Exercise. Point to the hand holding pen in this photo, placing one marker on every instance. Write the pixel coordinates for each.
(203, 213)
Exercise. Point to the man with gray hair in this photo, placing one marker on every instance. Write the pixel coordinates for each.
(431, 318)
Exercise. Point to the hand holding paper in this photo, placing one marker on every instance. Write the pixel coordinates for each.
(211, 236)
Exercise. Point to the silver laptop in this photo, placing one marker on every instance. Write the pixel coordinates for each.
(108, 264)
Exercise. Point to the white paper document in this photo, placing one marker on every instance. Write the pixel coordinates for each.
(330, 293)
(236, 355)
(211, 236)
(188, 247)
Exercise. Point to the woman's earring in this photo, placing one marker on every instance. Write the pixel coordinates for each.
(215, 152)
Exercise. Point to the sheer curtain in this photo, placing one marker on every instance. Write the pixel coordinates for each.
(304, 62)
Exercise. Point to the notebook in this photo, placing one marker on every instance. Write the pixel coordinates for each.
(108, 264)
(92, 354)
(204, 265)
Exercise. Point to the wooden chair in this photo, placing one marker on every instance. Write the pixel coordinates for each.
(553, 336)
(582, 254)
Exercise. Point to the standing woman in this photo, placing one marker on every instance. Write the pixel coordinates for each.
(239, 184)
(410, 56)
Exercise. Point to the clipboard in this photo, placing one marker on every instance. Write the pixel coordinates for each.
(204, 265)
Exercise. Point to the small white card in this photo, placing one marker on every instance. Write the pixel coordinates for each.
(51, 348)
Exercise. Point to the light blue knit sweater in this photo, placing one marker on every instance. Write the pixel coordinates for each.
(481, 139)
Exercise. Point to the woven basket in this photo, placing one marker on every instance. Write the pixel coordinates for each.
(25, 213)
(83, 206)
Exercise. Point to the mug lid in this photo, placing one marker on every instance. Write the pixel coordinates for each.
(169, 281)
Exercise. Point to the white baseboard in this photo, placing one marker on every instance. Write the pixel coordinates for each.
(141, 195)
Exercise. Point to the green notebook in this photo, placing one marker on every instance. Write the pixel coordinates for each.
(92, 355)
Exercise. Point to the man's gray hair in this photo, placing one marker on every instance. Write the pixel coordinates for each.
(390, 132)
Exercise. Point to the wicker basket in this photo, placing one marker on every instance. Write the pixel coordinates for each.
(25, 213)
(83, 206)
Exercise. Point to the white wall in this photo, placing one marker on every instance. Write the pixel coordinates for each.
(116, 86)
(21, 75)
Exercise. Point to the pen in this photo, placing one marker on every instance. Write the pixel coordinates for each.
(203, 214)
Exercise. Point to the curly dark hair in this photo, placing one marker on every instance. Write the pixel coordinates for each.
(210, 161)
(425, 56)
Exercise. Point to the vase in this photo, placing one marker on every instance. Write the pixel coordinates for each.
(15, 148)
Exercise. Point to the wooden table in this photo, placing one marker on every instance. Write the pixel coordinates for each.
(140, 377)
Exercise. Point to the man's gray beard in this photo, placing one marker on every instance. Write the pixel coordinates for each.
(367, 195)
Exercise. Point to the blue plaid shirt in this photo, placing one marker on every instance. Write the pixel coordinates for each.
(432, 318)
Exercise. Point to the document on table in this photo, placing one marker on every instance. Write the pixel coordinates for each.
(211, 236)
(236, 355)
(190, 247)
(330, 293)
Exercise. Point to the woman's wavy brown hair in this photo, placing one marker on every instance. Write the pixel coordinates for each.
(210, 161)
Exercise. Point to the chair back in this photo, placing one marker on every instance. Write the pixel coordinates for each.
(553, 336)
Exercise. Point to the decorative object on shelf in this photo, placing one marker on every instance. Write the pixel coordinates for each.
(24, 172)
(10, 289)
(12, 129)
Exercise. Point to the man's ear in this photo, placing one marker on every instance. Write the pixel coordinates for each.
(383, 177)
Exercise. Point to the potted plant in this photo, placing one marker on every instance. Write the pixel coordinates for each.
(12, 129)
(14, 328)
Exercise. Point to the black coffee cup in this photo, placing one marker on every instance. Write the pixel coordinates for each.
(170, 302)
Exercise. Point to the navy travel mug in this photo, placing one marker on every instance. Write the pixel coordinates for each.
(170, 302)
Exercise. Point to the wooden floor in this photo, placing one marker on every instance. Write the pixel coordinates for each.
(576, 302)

_WHAT YOU WILL DO_. Your task is to retype the complete material exactly as it was given.

_ANSWER FOR THIS EXERCISE_.
Exercise. Point to the hand holding pen in this photo, placing one marker on every instance. Write the pixel coordinates for each.
(203, 213)
Exercise. Point to the man with gray hair in this photo, placing one marker on every instance. Write the pixel coordinates for each.
(431, 318)
Exercise. Point to the hand holding paper in this photo, placing one marker on every instance. Write the pixel coordinates for each.
(211, 236)
Exercise. Point to the silver laptop in this photo, placing one marker on every instance. Write the pixel coordinates for each.
(108, 264)
Exercise. Point to the white paper document in this photo, placing one marker on every instance. Write the pixel coordinates for each.
(330, 293)
(236, 355)
(211, 236)
(188, 247)
Exercise. Point to the woman's earring in this photo, placing one marker on every instance. Write the pixel coordinates for each.
(215, 152)
Exercise. Point to the sheer curtain in this photo, placing one marker on every instance. Write the pixel coordinates for each.
(304, 62)
Exercise. Point to the notebook in this photo, placing one marker on every instance. Write the pixel coordinates for each.
(108, 264)
(92, 354)
(204, 265)
Exercise. Point to the wooden chair in this photo, placing one marker on every instance. Write the pixel coordinates for each.
(553, 336)
(582, 254)
Exercise. Point to the standing woman in this photo, placing one marker on every instance. Write the pixel coordinates for each.
(239, 184)
(410, 56)
Exercise. Point to the clipboard in this photo, placing one marker on every instance. Write the pixel coordinates for each.
(204, 265)
Exercise. Point to the small white card in this photo, placing one marker on every instance. Write the pixel coordinates for each.
(51, 348)
Exercise. Point to the light blue knit sweater in this photo, placing one marker on every instance. Write the pixel coordinates for each.
(481, 139)
Exercise. Point to the woven basket in this photo, placing one marker on every instance. Write the pixel coordinates for each.
(25, 213)
(83, 206)
Exercise. Point to the mug lid in this photo, placing one marker on every instance. Write the pixel coordinates for each.
(169, 281)
Exercise. Point to the white baseboard in this photo, placing one marker on every instance. Write the pixel coordinates for each.
(141, 195)
Exercise. Point to the green notebook in this photo, placing one marker on every instance. Write the pixel coordinates for each.
(92, 355)
Exercise. Point to the man's gray hair in this photo, placing one marker on every instance. Write the pixel coordinates for each.
(390, 132)
Exercise. Point to the wicker basket in this photo, placing one marker on every instance. Write the pixel coordinates for each.
(25, 213)
(83, 206)
Exercise. Point to the white wall in this photo, placing one marker on every instance. Write the pixel coordinates for each.
(116, 86)
(21, 75)
Exercise. Point to the pen in this photo, placing one marker on every instance. Write the pixel coordinates for each.
(203, 214)
Exercise. Point to the curly dark hair in this photo, placing one marker on every instance. Write the pixel coordinates for each.
(210, 161)
(425, 56)
Exercise. Point to the vase in this photo, placing one marker on every instance. Write the pixel coordinates for each.
(15, 148)
Exercise. Point to the wooden table in this photo, placing one marker on every instance. Write the pixel coordinates for each.
(140, 377)
Exercise. Point to the man's gray beard in this photo, placing one marker on every instance. Write the pixel coordinates for each.
(367, 195)
Exercise. Point to the blue plaid shirt in this photo, placing one marker on every instance. Write the pixel coordinates for each.
(432, 318)
Exercise. Point to the document on table in this photo, placing one marker on every instance. Write the pixel coordinates for each.
(211, 236)
(236, 355)
(190, 247)
(330, 293)
Exercise. Point to the woman's wavy brown hair in this photo, placing one marker on every instance. Write the pixel coordinates for each.
(210, 161)
Exercise. Point to the chair back in this photo, placing one marker on every instance. Write the pixel coordinates for each.
(553, 336)
Exercise. Point to the decorative object on shelf in this photo, placing one marker on every instance. Write the pixel coordinates for each.
(24, 172)
(10, 289)
(12, 129)
Exercise. Point to the man's ear in this photo, placing one marker on every instance. Write the pixel coordinates for each.
(383, 177)
Exercise. Point to the potted plant in this photo, placing one marker on every instance. Write the pixel coordinates for each.
(12, 129)
(14, 328)
Exercise. Point to the black coffee cup in this photo, placing one marker on every instance. Write the pixel coordinates for each.
(170, 302)
Exercise. Point to the navy travel mug in this photo, placing one marker on every instance. Write the pixel coordinates for each.
(170, 302)
Exercise. Point to the wooden floor in this photo, placing one marker on every instance. Write the pixel coordinates for each.
(576, 302)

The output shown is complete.